What to work on
Which lines of the entries contain the string "gloved"? Please find them and copy them.

----

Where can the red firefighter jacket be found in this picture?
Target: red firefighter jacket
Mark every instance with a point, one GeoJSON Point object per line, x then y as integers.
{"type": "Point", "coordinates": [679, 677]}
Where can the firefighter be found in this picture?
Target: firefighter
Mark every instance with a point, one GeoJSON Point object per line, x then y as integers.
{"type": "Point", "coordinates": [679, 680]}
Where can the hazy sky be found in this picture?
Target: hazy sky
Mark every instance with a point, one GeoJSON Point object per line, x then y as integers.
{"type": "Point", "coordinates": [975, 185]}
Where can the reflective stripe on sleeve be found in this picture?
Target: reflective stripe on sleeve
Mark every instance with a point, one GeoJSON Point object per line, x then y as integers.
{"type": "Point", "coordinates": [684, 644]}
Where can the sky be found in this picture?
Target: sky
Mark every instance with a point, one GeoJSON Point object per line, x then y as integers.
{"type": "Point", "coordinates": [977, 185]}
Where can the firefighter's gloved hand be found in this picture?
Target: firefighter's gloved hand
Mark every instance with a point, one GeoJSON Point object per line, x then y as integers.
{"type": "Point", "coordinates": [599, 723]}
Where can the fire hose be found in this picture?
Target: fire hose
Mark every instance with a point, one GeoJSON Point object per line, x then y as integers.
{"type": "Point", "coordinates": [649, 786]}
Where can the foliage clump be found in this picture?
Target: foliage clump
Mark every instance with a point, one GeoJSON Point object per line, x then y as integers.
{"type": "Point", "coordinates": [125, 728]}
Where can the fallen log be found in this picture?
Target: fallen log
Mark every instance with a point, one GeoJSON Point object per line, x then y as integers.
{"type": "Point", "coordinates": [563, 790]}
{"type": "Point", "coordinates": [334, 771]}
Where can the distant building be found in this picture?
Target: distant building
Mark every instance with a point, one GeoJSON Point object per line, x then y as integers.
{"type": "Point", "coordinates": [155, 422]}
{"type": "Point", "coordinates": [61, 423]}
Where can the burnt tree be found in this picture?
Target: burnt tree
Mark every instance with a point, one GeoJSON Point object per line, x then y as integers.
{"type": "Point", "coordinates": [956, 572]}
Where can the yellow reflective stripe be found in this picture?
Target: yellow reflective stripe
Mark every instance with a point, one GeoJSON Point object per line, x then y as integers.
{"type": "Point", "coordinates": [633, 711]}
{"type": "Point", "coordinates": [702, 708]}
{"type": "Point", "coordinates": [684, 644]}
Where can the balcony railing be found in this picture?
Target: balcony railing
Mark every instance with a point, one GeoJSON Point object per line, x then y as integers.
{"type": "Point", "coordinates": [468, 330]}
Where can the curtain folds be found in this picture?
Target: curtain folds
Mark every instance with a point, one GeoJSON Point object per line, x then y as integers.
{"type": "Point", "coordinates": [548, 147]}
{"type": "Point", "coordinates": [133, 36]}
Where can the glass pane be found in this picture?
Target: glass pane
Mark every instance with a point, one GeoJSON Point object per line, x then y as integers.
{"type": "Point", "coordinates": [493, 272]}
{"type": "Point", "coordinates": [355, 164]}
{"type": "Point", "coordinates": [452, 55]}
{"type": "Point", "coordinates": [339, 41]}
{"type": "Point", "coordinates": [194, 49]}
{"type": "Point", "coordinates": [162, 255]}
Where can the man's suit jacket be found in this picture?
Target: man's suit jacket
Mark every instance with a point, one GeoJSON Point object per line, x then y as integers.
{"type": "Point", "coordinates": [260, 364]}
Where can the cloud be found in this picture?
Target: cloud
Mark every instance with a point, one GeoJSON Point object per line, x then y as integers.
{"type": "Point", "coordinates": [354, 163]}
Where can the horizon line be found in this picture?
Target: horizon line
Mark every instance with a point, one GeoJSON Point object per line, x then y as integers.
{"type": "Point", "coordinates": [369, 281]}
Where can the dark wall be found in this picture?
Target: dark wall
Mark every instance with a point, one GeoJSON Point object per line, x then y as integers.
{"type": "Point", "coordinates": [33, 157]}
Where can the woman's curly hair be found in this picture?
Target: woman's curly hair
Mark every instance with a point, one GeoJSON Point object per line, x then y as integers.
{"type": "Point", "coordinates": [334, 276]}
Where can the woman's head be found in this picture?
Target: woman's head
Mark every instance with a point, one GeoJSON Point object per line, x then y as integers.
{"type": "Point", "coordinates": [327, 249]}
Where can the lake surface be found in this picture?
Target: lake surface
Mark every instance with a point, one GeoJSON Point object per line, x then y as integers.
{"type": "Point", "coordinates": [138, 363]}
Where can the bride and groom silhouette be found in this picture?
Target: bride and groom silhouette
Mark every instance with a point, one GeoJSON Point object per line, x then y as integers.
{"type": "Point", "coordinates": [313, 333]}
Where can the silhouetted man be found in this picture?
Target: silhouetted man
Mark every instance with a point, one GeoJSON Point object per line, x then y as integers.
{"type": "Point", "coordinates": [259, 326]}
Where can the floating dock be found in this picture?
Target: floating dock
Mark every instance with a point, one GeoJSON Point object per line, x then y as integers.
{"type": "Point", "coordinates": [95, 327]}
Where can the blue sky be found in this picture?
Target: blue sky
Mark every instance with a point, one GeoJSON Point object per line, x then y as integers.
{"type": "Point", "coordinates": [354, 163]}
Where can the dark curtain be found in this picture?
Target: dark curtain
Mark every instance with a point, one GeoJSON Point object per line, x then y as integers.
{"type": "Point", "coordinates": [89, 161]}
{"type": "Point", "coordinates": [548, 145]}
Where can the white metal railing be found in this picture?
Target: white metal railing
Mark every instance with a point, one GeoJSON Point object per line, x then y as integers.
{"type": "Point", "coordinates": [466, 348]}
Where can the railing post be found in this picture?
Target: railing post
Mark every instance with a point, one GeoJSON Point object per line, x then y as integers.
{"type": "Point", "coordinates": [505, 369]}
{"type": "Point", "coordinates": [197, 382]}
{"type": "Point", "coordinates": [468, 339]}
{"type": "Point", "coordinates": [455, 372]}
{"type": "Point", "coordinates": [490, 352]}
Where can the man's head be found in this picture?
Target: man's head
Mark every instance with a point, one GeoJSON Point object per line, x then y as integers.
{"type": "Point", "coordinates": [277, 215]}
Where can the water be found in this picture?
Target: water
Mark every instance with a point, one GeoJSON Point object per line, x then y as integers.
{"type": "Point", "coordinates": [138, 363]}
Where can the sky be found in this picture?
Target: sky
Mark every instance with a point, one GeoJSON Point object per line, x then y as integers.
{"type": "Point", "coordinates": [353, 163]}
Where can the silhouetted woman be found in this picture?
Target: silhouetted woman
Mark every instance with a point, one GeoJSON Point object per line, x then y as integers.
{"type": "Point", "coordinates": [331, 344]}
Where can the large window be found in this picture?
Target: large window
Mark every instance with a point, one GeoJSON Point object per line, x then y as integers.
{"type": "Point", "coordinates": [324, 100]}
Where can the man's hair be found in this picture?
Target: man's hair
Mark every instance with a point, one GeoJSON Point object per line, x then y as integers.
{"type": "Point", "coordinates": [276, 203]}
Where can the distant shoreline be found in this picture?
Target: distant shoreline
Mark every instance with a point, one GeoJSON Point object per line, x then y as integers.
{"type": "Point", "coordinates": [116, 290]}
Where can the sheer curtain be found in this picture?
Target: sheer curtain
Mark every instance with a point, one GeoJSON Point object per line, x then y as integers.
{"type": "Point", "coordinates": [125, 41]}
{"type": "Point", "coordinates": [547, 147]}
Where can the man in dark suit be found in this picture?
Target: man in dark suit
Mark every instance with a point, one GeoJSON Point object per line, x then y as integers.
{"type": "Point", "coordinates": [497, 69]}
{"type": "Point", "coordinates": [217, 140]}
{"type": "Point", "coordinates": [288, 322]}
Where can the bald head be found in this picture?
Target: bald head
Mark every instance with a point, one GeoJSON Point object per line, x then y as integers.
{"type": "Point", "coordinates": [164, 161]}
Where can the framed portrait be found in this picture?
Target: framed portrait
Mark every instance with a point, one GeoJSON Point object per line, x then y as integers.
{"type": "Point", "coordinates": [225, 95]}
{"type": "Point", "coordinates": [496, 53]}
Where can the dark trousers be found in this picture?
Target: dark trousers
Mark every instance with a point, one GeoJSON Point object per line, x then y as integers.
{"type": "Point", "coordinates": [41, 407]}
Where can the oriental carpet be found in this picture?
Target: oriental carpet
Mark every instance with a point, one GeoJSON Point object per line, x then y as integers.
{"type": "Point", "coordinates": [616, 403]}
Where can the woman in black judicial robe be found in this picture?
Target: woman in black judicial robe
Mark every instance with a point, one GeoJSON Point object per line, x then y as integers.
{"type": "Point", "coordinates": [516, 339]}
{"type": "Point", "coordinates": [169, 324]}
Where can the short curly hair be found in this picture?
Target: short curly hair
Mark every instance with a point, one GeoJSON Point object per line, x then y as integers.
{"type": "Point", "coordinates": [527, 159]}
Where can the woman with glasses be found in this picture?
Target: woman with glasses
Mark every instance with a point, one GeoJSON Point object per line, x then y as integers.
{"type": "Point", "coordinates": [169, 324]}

----

Response for this exercise
Where can the firefighter's gloved hand be found in this picture?
Target: firefighter's gloved hand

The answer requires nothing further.